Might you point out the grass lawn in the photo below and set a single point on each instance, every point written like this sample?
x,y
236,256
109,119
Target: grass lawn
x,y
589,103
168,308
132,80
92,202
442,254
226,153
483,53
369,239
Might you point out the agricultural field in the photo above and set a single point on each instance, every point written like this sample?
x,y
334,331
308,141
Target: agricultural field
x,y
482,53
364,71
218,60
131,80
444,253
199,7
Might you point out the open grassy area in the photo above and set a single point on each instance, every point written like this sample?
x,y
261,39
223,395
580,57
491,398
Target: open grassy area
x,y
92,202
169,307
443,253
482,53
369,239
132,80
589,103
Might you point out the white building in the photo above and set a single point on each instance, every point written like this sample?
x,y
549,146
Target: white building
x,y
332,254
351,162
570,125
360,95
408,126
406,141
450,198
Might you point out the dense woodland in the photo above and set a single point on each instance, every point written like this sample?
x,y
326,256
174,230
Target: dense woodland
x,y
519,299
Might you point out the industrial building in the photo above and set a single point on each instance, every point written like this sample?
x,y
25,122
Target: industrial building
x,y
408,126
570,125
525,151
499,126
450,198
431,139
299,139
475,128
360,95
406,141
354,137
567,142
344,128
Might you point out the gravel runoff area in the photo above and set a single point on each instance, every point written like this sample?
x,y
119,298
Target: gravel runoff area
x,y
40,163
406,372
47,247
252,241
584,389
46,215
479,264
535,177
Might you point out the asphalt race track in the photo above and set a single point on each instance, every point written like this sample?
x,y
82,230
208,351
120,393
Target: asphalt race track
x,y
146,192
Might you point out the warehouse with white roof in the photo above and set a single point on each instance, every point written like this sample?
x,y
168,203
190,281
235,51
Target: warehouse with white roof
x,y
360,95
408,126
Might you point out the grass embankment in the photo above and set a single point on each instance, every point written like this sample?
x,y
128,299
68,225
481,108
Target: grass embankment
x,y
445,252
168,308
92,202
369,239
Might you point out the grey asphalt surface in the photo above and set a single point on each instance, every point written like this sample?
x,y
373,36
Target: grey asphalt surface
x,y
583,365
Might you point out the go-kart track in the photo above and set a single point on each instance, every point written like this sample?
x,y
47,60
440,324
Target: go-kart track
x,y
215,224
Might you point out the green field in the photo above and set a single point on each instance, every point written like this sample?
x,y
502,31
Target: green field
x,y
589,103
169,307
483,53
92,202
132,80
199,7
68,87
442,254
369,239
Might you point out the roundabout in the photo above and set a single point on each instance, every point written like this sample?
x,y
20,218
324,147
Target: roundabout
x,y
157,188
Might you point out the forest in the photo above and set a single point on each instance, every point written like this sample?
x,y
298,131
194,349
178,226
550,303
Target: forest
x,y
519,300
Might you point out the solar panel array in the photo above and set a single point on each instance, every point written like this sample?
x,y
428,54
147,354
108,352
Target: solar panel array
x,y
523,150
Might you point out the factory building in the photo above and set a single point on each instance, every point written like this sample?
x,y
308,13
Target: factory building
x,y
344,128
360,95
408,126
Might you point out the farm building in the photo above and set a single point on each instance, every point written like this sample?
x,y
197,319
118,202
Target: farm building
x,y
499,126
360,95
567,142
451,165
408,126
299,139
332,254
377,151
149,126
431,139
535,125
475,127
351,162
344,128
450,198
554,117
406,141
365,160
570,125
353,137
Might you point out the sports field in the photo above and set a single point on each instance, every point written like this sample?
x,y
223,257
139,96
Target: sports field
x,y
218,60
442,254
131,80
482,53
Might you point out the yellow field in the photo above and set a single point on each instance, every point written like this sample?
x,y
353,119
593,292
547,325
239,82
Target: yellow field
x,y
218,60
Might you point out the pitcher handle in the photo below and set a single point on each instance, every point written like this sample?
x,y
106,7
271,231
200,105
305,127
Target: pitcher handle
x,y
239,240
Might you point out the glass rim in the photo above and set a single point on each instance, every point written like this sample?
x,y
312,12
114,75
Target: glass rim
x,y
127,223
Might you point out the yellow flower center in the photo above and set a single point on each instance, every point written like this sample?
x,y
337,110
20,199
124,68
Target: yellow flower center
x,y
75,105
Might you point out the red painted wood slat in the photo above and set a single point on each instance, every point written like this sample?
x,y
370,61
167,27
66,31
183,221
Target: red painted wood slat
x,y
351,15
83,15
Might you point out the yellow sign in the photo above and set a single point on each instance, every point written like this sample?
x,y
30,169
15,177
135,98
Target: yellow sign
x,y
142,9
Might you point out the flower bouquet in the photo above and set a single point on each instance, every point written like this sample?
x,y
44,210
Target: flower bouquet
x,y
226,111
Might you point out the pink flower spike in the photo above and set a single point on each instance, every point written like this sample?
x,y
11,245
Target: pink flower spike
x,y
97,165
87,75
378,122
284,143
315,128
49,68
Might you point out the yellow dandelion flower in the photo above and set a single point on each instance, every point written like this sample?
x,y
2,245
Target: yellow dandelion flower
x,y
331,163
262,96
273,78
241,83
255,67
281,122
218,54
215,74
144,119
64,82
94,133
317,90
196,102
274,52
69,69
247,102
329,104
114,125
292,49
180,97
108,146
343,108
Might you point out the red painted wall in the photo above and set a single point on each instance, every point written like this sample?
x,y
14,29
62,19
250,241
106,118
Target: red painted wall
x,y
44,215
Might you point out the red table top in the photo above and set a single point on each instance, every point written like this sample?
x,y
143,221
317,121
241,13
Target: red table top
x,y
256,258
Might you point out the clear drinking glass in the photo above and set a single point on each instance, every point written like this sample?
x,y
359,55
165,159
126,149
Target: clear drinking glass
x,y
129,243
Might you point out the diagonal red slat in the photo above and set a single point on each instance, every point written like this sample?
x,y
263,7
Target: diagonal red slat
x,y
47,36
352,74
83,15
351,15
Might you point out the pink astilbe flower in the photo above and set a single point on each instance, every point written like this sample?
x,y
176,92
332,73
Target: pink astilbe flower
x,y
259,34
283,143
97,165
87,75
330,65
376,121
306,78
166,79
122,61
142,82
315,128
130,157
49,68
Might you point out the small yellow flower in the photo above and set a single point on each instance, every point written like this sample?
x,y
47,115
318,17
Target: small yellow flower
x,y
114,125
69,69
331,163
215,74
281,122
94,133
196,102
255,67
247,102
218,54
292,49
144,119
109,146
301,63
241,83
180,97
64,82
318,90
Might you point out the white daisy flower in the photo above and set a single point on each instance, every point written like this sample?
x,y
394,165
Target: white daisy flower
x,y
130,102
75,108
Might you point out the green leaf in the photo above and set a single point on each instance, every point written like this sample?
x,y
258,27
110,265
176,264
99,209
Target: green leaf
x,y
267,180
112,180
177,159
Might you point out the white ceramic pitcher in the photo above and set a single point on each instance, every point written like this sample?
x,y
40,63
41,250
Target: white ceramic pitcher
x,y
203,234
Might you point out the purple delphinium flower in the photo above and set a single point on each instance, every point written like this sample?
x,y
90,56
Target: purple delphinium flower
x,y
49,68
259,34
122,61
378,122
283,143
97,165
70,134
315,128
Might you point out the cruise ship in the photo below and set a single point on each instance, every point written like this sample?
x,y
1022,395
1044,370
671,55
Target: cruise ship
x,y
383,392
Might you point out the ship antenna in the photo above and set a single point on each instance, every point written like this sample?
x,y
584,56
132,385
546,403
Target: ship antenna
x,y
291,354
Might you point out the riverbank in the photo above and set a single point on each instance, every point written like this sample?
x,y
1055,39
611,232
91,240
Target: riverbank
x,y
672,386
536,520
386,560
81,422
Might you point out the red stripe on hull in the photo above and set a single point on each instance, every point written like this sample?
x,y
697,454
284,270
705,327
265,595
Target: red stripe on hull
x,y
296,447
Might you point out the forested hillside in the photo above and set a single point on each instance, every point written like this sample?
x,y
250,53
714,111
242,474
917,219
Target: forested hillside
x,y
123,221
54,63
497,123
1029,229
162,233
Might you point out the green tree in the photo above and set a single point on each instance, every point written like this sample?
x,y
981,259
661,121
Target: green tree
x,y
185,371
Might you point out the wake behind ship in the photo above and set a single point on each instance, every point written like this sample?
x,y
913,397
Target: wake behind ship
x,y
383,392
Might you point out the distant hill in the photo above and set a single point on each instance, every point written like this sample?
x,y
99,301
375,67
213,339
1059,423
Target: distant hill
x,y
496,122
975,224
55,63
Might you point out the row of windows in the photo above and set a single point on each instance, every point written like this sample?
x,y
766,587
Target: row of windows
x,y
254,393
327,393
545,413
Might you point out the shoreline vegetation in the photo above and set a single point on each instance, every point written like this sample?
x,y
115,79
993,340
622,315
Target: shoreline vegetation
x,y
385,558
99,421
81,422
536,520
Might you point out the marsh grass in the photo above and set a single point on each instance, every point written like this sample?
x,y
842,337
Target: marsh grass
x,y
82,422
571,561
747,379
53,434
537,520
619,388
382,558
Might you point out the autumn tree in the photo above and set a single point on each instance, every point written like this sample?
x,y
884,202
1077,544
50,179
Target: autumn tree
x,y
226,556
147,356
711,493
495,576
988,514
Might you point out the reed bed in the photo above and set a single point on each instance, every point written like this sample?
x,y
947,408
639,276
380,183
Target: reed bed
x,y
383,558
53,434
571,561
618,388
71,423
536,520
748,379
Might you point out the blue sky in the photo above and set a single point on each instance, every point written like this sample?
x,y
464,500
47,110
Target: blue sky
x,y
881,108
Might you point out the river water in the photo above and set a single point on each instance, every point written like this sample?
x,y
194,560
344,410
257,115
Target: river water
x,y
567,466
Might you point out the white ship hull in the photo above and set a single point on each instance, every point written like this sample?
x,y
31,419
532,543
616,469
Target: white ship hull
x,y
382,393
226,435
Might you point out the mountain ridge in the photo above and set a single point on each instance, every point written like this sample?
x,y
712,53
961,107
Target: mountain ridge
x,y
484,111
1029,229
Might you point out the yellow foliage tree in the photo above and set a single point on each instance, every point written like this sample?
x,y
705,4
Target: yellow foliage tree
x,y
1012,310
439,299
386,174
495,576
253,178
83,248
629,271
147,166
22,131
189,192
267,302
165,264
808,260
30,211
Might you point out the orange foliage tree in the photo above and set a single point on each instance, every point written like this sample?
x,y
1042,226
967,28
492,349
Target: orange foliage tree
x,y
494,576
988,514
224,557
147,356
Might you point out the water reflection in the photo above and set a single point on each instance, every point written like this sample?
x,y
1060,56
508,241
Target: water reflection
────────────────
Your assignment => When a line in the material above includes the word "reflection", copy that line.

The answer =>
Might you point out the water reflection in the photo above and set a single point on each instance, every point written like this sample?
Target: water reflection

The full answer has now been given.